EXERCISE PROMPT
Collect every line of the records below that contains the string "like", matching case exactly.

Location identification entries
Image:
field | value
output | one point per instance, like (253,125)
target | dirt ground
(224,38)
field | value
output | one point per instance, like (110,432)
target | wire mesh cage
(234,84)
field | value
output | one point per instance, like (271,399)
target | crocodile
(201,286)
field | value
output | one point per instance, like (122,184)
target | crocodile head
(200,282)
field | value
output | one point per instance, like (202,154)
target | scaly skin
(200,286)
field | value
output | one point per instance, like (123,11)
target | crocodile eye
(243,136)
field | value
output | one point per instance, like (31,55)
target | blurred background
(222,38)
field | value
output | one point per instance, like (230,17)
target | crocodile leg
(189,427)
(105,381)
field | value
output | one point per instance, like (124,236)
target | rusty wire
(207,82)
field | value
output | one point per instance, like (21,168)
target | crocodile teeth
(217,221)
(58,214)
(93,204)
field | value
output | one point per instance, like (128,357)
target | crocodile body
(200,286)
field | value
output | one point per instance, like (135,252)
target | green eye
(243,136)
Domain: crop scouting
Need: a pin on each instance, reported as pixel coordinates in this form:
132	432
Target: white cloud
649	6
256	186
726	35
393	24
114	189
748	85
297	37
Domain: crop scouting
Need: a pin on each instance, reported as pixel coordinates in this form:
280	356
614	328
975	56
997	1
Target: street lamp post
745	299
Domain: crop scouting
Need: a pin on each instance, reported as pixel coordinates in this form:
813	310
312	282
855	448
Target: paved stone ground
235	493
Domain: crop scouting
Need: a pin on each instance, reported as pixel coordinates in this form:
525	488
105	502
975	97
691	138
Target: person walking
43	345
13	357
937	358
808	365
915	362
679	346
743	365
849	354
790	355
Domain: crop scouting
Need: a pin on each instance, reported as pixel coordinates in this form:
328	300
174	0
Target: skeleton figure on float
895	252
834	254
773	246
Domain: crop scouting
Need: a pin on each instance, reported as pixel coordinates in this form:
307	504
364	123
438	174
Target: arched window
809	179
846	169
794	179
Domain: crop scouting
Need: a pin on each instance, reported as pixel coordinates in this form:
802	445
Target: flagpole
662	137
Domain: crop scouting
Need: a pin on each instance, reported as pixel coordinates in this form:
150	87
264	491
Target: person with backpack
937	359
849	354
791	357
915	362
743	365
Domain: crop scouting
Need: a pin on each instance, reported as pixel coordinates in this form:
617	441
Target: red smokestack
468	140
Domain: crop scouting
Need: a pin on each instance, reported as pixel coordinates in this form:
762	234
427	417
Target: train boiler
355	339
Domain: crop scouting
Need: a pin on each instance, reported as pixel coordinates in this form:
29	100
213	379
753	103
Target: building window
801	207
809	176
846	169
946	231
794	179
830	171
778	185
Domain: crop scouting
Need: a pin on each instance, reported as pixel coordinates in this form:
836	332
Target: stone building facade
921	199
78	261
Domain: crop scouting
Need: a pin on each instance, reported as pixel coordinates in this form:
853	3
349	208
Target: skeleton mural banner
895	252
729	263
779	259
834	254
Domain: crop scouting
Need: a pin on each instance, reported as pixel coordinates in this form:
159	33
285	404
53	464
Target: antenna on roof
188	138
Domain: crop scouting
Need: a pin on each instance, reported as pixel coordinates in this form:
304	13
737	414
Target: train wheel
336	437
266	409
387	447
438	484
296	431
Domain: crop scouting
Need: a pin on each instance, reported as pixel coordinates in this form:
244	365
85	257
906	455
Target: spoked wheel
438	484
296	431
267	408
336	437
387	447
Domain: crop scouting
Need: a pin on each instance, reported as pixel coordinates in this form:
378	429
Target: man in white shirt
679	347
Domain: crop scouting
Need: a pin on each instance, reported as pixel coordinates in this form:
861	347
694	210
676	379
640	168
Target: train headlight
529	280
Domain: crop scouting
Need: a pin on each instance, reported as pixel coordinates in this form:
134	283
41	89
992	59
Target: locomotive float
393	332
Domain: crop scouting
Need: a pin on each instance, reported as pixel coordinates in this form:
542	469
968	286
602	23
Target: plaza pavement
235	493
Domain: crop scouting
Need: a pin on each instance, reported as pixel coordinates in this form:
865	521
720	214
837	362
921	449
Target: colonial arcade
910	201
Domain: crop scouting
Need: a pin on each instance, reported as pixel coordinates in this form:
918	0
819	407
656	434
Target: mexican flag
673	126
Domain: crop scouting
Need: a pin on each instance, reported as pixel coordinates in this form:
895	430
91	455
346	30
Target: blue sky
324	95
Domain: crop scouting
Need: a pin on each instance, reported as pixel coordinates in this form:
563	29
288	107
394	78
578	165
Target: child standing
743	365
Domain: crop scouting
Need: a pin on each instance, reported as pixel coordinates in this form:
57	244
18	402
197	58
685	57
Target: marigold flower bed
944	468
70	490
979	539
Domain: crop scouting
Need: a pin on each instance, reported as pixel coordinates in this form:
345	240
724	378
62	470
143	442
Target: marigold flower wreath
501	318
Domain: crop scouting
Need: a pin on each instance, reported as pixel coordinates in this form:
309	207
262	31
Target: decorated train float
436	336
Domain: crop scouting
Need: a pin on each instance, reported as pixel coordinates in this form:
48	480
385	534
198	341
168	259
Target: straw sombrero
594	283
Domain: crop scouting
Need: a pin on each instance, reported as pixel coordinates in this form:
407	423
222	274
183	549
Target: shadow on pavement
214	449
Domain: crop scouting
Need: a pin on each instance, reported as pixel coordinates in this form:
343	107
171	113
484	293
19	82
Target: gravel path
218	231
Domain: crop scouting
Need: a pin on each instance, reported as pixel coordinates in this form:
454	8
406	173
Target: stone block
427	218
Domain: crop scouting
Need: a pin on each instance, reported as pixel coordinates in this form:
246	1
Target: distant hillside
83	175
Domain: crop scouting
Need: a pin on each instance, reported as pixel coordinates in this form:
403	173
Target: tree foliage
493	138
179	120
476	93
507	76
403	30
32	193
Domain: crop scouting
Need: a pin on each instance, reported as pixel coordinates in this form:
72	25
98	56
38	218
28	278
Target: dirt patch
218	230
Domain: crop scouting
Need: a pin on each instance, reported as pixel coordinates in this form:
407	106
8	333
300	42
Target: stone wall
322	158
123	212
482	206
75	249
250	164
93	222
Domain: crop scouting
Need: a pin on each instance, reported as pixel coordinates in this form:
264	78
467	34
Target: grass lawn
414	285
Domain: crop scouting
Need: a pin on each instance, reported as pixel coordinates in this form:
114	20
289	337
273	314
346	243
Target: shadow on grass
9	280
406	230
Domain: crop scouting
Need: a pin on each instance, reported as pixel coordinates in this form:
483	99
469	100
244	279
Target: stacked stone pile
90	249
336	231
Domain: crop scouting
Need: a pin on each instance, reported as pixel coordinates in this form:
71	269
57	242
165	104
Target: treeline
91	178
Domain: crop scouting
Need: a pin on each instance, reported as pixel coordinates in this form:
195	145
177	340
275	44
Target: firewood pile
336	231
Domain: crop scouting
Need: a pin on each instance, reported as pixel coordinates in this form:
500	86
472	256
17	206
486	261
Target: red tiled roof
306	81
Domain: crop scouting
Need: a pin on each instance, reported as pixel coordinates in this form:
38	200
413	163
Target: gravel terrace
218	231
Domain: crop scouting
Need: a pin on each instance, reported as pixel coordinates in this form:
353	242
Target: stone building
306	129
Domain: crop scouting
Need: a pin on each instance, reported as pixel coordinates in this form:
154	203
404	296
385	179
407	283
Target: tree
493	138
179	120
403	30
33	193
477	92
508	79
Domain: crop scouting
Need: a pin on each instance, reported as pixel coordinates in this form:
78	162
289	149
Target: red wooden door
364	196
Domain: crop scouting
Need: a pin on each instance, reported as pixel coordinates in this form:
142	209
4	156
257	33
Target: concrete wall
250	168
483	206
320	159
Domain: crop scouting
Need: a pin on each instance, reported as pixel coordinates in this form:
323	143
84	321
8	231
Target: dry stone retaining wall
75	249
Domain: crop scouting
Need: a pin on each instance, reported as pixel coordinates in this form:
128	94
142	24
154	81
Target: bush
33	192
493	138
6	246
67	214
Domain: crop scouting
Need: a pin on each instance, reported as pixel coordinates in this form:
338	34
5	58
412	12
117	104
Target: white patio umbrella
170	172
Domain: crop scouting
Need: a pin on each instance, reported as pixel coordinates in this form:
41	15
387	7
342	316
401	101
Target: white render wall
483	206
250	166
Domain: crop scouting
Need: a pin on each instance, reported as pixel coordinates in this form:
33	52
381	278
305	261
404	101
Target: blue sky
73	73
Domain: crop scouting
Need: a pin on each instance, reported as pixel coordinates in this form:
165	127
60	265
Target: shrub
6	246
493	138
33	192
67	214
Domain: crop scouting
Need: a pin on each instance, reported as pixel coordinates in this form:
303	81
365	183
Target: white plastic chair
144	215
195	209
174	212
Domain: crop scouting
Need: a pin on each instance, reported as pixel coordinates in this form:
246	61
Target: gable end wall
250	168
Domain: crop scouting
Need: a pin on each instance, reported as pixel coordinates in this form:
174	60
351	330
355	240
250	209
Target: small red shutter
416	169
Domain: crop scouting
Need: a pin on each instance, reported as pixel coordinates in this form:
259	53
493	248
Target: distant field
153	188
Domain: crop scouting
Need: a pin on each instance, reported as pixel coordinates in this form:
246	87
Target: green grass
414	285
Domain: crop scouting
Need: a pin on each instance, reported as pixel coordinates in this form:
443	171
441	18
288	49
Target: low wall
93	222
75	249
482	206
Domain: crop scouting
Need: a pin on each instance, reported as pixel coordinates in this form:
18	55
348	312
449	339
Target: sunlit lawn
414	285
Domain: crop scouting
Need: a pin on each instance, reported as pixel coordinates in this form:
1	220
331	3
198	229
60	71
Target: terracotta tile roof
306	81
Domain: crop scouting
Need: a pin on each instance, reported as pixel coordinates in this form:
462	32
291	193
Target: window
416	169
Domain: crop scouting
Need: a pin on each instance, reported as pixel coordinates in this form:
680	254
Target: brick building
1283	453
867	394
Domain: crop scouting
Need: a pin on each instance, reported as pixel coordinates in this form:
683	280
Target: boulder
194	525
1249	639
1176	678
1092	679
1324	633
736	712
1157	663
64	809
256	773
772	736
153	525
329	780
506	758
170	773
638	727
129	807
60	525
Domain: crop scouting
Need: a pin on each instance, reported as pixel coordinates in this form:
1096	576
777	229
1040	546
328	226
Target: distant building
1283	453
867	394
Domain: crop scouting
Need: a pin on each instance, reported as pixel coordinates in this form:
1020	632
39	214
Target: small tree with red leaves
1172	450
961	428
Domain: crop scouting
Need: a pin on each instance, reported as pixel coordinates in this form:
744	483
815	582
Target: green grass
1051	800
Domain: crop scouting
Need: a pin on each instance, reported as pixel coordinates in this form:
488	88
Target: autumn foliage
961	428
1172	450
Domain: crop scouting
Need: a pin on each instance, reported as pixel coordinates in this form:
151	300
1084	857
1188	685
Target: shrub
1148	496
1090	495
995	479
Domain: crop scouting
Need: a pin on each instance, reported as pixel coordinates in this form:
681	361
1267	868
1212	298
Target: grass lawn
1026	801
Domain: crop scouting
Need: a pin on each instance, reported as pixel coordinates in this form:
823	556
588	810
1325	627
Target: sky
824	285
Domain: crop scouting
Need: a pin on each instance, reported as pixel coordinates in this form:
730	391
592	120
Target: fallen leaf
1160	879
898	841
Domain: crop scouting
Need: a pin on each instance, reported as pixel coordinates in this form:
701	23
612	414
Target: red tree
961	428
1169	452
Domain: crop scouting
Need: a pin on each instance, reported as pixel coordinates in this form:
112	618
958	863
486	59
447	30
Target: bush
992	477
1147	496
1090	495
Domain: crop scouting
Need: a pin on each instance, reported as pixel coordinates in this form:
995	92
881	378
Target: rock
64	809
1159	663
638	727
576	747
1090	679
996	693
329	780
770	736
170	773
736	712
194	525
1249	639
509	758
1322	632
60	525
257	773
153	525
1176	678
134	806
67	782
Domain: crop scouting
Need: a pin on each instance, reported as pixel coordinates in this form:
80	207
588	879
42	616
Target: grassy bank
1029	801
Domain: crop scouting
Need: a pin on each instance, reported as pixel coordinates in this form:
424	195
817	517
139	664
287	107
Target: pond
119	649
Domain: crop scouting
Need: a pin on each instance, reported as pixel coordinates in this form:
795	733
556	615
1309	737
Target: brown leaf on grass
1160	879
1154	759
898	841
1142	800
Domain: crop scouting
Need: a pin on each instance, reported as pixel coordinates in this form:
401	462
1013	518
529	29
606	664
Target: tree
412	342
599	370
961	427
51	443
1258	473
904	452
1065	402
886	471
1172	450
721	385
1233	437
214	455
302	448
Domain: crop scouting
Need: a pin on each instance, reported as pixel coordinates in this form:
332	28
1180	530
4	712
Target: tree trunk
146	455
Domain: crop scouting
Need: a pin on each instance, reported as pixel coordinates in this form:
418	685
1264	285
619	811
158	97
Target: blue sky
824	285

EXPECTED ANSWER
output | one point per instance, like (253,125)
output | one point per instance, like (110,432)
output | one point per instance, like (271,399)
output | one point per instance, like (122,184)
output | one point per instance, like (202,154)
output | one point per instance, like (123,11)
output | one point per instance, like (31,55)
output | one point per instance, like (230,17)
output | one point per instance, like (124,236)
output | one point per instance, like (21,168)
output | one point per instance, like (128,357)
output | one point per instance, like (135,252)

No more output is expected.